To determine the value, getConstantCallArgument
decompiles the function that contains the call (caller
in the Java code), retrieves a so-called "high-level function structure" via getHighFunction
and then uses the function traceVarnodeValue
to retrieve the values of the requested parameters. This traceVarnodeValue
function is an incomplete implementation of a Pcode traversal. In at least two samples, it worked though, so I still think it is worth sharing.
class UnknownVariableCopy extends Exception {
public UnknownVariableCopy(PcodeOp unknownCode, Address addr) {
super(String.format("unknown opcode %s for variable copy at %08X", unknownCode.getMnemonic(), addr.getOffset()));
}
}
private OptionalLong[] getConstantCallArgument(Address addr, int[] argumentIndices) throws IllegalStateException, UnknownVariableCopy {
int argumentPos = 0;
OptionalLong argumentValues[] = new OptionalLong[argumentIndices.length];
Function caller = getFunctionBefore(addr);
if (caller == null)
throw new IllegalStateException();
DecompInterface decompInterface = new DecompInterface();
decompInterface.openProgram(currentProgram);
DecompileResults decompileResults = decompInterface.decompileFunction(caller, 120, monitor);
if (!decompileResults.decompileCompleted())
throw new IllegalStateException();
HighFunction highFunction = decompileResults.getHighFunction();
Iterator<PcodeOpAST> pCodes = highFunction.getPcodeOps(addr);
while (pCodes.hasNext()) {
PcodeOpAST instruction = pCodes.next();
if (instruction.getOpcode() == PcodeOp.CALL) {
for (int index : argumentIndices) {
argumentValues[argumentPos] = traceVarnodeValue(instruction.getInput(index));
argumentPos++;
}
}
}
return argumentValues;
}
private OptionalLong traceVarnodeValue(Varnode argument) throws UnknownVariableCopy {
while (!argument.isConstant()) {
PcodeOp ins = argument.getDef();
if (ins == null)

Records:
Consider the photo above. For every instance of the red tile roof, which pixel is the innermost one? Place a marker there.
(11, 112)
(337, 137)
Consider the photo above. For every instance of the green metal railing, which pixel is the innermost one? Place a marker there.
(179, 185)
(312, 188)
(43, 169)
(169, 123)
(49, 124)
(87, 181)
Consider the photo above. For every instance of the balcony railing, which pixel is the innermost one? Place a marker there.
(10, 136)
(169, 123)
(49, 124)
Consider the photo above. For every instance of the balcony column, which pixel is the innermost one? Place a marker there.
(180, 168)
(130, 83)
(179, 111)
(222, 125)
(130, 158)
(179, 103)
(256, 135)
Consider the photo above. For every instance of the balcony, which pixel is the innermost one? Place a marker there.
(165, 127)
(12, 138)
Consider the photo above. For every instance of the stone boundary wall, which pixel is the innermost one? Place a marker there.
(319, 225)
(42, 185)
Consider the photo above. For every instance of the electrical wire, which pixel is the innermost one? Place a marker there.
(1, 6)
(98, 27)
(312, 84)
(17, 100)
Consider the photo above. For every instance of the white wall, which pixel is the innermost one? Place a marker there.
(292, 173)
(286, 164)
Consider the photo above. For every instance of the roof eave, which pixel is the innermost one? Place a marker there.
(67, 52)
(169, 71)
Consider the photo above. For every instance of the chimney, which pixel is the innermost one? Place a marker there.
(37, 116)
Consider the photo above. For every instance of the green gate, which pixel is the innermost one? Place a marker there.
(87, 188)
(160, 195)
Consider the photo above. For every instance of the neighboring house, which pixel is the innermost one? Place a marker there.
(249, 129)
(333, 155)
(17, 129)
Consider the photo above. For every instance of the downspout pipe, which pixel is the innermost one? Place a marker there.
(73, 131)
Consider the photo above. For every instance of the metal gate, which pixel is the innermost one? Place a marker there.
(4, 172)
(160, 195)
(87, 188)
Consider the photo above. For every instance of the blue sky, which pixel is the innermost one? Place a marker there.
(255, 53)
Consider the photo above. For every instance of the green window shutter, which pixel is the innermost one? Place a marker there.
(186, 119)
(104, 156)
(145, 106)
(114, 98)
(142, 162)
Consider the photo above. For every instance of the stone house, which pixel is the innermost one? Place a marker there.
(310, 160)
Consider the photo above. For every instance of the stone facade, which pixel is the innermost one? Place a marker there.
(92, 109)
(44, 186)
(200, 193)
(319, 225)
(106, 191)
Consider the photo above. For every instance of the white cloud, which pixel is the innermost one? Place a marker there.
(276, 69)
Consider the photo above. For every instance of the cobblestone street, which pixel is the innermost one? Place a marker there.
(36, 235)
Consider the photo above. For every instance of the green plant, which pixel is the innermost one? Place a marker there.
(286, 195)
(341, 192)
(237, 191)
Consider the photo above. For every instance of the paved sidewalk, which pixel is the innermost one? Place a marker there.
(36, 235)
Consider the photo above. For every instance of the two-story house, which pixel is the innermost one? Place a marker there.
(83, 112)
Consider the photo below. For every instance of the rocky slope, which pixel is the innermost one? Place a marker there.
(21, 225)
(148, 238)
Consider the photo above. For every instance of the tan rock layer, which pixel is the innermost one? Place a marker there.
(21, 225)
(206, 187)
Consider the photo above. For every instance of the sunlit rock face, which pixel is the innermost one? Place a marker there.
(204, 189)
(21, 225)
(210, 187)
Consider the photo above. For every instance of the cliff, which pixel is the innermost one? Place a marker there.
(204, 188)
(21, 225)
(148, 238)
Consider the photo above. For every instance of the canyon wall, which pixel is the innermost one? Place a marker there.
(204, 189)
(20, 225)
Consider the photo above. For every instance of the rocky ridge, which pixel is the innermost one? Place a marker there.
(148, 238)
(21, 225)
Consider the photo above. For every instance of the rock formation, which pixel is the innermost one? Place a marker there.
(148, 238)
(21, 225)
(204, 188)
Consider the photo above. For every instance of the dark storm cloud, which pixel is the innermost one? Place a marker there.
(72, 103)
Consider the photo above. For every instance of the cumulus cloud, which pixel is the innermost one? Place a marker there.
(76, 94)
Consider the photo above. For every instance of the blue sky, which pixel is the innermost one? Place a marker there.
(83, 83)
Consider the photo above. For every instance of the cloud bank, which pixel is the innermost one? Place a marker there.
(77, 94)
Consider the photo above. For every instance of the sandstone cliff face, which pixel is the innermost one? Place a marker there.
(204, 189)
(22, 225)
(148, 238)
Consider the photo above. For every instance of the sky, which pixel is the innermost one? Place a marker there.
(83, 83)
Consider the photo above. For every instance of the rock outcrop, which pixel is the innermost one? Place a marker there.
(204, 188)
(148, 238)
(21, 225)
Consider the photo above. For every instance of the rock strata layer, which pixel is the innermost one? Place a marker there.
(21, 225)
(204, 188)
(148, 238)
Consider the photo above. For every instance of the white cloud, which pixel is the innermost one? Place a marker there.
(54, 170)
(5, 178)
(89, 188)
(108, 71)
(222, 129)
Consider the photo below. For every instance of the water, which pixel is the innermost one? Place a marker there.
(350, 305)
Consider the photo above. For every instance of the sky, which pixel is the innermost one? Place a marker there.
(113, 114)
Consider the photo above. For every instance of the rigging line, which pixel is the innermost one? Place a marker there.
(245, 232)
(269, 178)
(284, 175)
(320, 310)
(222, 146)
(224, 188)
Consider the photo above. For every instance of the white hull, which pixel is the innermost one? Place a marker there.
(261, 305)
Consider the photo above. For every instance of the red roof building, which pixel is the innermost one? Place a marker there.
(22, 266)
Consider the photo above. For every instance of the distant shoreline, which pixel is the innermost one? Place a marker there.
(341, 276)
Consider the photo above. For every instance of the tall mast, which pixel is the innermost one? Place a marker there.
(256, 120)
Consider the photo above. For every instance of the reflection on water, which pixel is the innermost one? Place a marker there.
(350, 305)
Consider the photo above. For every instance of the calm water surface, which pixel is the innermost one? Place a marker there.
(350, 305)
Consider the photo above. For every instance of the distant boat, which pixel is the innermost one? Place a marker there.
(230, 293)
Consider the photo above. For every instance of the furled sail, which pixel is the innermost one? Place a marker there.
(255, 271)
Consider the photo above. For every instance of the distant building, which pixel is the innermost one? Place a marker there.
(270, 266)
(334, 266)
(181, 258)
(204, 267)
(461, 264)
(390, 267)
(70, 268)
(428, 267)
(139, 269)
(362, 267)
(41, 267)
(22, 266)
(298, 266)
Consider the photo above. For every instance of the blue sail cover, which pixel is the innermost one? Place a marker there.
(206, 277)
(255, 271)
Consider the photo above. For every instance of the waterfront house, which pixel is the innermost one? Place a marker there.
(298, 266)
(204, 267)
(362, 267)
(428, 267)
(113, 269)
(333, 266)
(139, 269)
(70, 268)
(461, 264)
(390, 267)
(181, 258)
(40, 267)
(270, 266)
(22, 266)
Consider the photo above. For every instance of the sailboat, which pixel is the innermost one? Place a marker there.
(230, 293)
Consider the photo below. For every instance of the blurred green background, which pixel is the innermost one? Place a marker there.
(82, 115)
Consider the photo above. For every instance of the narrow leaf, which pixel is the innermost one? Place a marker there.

§ Brief A
In the getConstantCallArgument passage, which function retrieves the high-level function structure?
§ Brief B
Please rewrite the getConstantCallArgument passage from "class UnknownVariableCopy extends" up to and including "(caller == null)", substituting "callerFunction" for "caller".
Base your answers on the getConstantCallArgument passage alone.

§ Output A
getHighFunction

§ Output B
class UnknownVariableCopy extends Exception {
public UnknownVariableCopy(PcodeOp unknownCode, Address addr) {
super(String.format("unknown opcode %s for variable copy at %08X", unknownCode.getMnemonic(), addr.getOffset()));
}
}
private OptionalLong[] getConstantCallArgument(Address addr, int[] argumentIndices) throws IllegalStateException, UnknownVariableCopy {
int argumentPos = 0;
OptionalLong argumentValues[] = new OptionalLong[argumentIndices.length];
Function callerFunction = getFunctionBefore(addr);
if (callerFunction == null)